- Stored rows -
— Begin —

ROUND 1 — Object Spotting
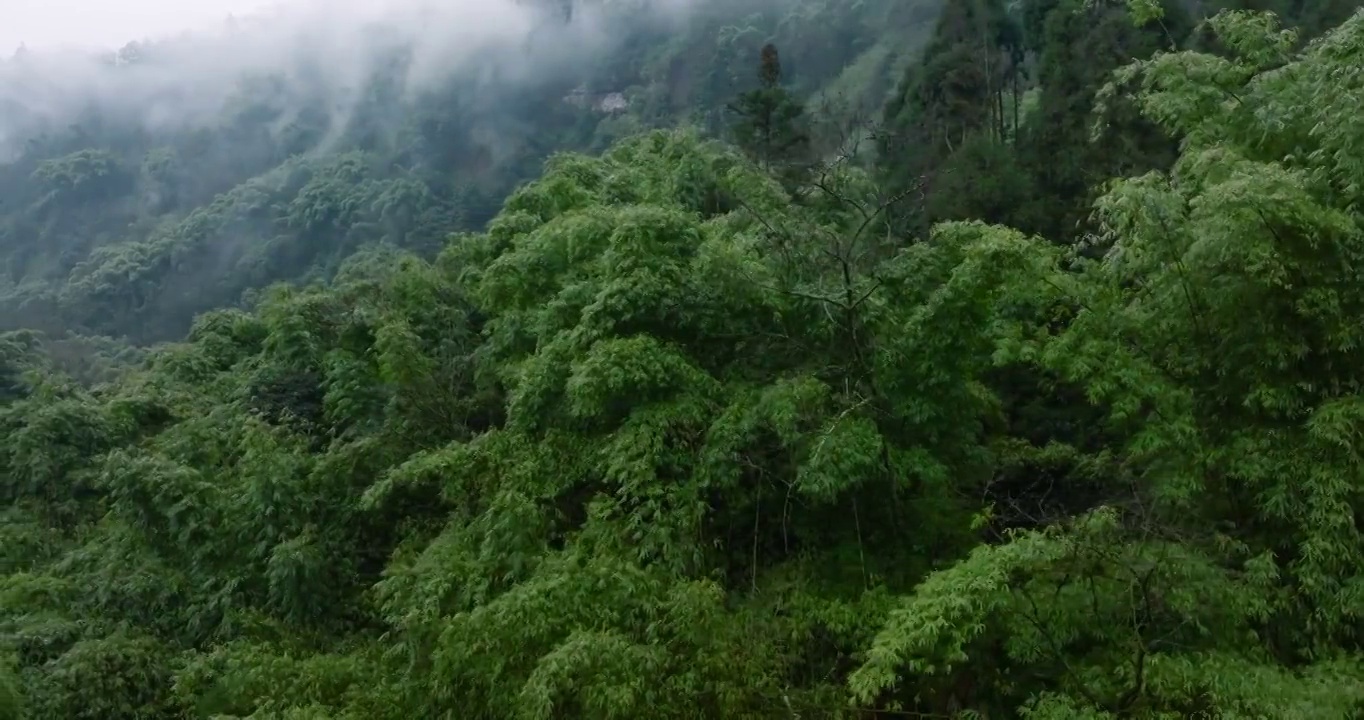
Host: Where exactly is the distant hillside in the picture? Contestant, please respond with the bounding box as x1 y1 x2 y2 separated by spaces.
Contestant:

— End —
— Begin —

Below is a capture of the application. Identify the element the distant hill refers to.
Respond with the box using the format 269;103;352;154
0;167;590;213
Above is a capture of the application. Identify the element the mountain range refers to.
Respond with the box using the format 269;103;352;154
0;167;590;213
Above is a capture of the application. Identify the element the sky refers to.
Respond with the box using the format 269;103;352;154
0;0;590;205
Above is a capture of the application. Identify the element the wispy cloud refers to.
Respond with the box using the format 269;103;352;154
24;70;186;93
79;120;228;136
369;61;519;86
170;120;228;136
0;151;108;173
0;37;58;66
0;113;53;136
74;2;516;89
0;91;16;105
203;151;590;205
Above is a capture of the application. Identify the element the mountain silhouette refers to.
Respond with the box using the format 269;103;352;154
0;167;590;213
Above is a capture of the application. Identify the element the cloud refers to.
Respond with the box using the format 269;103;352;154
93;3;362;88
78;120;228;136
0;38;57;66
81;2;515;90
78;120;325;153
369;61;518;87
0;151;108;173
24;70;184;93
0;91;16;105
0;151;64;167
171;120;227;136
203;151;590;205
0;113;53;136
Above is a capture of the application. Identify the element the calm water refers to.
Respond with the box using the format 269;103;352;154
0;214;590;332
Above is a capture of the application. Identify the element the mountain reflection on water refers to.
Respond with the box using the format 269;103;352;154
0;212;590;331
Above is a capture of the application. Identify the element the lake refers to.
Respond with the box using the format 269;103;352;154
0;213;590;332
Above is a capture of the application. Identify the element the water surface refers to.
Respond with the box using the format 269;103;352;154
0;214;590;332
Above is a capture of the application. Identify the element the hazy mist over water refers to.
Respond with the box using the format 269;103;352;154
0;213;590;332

— End —

- What you should do -
Copy out the material again line for line, starting at the line containing "calm water refers to." and ending at the line containing "0;212;590;331".

- Finished answer -
Above is a capture of the application. Identify the element the calm water refers to.
Respond with the box using the format 269;103;352;154
0;214;590;332
Above is a capture of the application. Identify the element the mountain reflection on water refers to.
Respond with the box using the format 269;103;352;154
0;212;590;331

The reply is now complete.